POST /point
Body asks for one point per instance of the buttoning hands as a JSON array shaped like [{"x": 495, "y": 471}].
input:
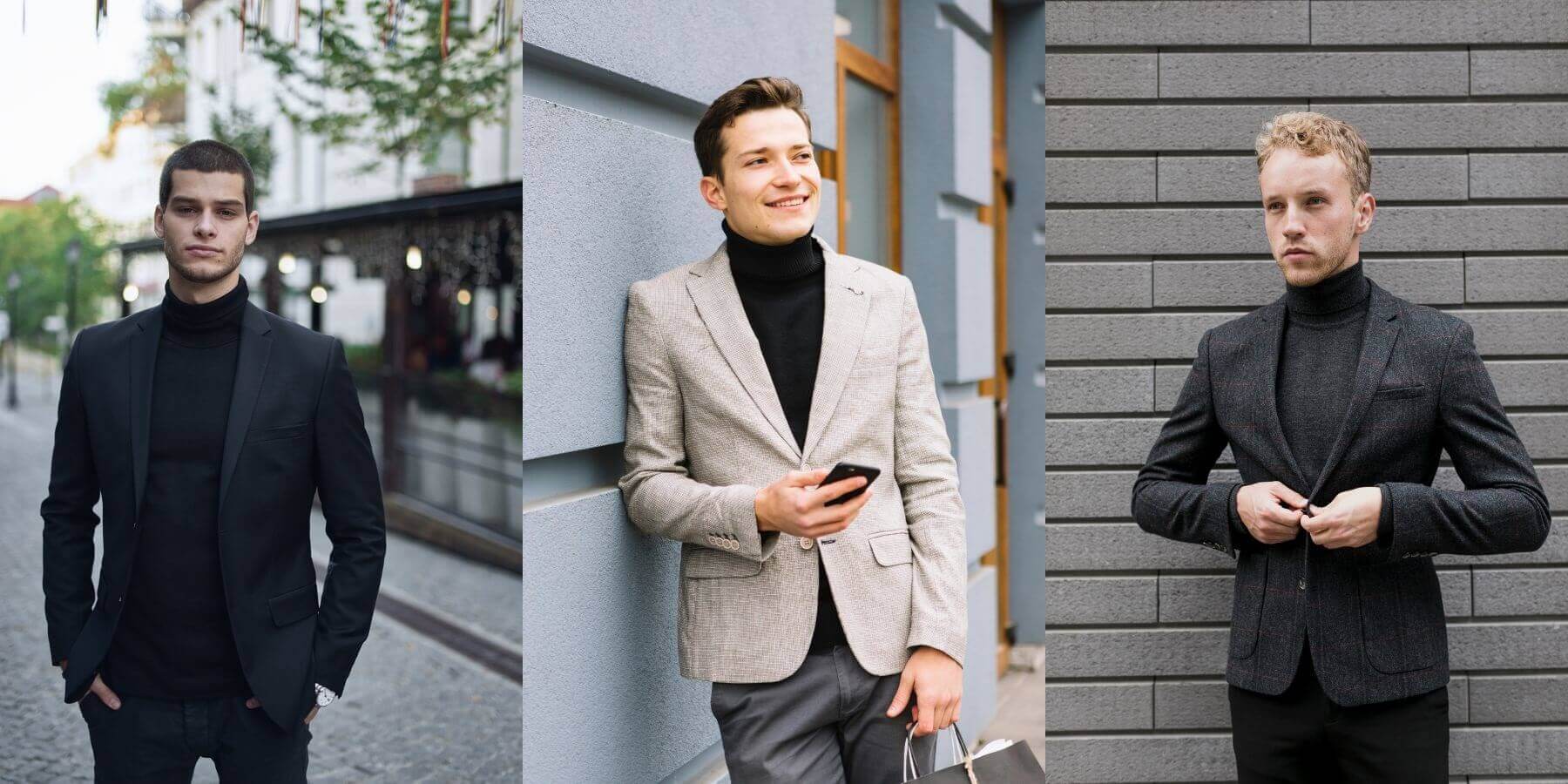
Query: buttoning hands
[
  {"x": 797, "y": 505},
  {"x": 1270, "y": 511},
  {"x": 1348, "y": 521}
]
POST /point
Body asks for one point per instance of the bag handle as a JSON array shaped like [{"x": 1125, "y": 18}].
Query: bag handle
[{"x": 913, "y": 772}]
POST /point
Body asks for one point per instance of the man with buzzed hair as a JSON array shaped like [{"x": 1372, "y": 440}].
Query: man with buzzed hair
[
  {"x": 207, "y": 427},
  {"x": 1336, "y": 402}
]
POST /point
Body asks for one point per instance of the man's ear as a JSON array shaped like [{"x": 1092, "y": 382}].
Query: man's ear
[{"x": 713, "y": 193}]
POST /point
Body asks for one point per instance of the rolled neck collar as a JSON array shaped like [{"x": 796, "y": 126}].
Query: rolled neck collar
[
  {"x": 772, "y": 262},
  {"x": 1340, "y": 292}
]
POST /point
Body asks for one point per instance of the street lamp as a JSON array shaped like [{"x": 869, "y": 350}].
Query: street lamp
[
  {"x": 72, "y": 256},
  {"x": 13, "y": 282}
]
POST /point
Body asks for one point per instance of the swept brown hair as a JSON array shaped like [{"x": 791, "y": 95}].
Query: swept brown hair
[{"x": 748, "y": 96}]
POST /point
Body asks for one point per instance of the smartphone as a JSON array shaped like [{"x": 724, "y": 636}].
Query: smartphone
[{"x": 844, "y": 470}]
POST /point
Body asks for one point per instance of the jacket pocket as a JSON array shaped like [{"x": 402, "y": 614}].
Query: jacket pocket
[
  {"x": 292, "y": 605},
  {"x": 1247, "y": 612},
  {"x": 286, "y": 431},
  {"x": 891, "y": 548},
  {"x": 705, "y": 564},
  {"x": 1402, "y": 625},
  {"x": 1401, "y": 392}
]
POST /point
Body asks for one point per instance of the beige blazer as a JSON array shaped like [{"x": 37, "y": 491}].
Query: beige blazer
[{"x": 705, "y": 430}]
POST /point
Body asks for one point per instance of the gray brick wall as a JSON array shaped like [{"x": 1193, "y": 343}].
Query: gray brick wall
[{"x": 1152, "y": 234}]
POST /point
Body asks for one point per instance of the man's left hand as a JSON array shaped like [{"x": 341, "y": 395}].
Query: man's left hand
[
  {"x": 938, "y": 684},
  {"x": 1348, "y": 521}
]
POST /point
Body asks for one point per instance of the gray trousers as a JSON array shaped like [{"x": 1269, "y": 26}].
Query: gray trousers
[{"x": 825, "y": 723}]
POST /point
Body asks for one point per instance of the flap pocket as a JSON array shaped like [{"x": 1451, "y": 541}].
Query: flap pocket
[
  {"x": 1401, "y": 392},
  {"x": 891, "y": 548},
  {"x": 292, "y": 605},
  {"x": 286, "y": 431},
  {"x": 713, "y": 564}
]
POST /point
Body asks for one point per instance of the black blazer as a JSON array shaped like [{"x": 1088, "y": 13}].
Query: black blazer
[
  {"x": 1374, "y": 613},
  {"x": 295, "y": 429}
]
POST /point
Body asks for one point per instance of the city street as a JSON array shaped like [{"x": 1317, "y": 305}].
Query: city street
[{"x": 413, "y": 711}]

▶ _Written request_
Pull out every line above that contains the word "smartphone", and treat uppercase and lowercase as different.

▶ _Exercise response_
Body asks for one point per instance of the smartphone as a JSON array shaped like [{"x": 724, "y": 636}].
Query: smartphone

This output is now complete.